**Task statement:**
Copy the records from the line with "line, e.g. [111,94]" up to and including the last line of the records, requests included. Shift every coordinate in the answer points by -18.

**Stored rows:**
"""
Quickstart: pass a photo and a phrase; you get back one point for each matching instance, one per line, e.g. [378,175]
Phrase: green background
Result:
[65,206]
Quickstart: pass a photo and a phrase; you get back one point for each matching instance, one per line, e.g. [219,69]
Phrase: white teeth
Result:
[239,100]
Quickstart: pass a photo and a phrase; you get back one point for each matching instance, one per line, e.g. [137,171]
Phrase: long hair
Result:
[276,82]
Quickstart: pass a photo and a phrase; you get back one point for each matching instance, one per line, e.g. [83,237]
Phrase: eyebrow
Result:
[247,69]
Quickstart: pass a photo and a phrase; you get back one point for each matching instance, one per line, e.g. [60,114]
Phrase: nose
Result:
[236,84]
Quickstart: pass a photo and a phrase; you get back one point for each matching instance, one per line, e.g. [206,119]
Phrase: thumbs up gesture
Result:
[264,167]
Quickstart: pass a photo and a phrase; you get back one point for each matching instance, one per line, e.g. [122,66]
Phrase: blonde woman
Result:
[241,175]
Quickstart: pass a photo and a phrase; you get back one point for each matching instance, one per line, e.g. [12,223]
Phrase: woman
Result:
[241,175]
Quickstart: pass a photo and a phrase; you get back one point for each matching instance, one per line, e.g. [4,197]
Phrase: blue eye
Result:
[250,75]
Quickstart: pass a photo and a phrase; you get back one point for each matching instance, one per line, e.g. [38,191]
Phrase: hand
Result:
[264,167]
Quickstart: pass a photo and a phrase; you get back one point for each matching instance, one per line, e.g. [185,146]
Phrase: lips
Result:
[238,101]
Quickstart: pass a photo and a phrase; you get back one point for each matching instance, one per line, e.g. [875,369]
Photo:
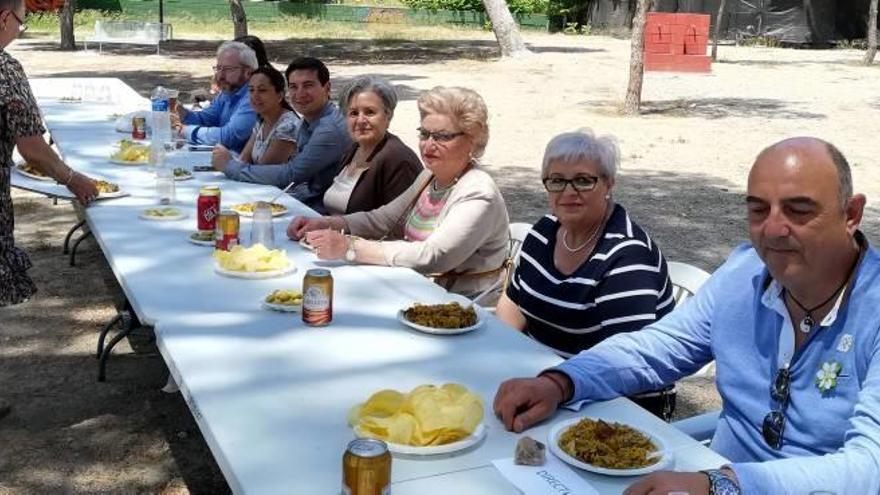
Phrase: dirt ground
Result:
[684,166]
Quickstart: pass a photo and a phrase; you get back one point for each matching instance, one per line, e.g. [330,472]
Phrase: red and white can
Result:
[208,208]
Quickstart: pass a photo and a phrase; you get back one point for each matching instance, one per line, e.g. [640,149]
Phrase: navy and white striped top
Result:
[623,286]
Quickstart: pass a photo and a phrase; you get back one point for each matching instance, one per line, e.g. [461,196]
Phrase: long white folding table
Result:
[272,395]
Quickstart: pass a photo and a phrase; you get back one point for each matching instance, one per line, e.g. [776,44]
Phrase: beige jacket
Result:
[471,235]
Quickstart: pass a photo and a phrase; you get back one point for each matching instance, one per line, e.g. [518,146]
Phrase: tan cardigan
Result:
[471,235]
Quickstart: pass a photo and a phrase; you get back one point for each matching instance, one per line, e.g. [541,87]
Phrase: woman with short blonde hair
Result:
[451,224]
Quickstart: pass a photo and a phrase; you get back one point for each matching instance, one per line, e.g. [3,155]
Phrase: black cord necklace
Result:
[806,324]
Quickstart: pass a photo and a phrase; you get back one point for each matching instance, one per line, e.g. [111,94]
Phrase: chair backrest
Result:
[686,280]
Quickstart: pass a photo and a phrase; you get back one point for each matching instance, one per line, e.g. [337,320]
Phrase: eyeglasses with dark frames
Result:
[438,136]
[222,69]
[581,183]
[774,421]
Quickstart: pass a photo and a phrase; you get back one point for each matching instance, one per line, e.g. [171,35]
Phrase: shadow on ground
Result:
[670,206]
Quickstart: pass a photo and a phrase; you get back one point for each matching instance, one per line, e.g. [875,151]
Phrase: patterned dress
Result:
"""
**Output below:**
Quickstart: pass a photo and a phrase; you get back one point for each matching instance, one per line, e.g. [111,94]
Phrase: chair backrest
Result:
[668,262]
Quickstart: pass a photo and a phrase; you get back one point for each matching instance, one per line, e.g. [337,320]
Phrase: eyeglasses with dark frames
Result:
[420,118]
[204,51]
[563,165]
[756,403]
Quickstart: pass a photo and a phrase; you get back one point for each matching instance, one per line, e.g. [171,35]
Phrase: shadow on ground
Result:
[652,188]
Quickstart: pass a photo and a phrase; you get back one point for each matching instance, one per line, e.g. [875,151]
Phrase: patterned dress
Result:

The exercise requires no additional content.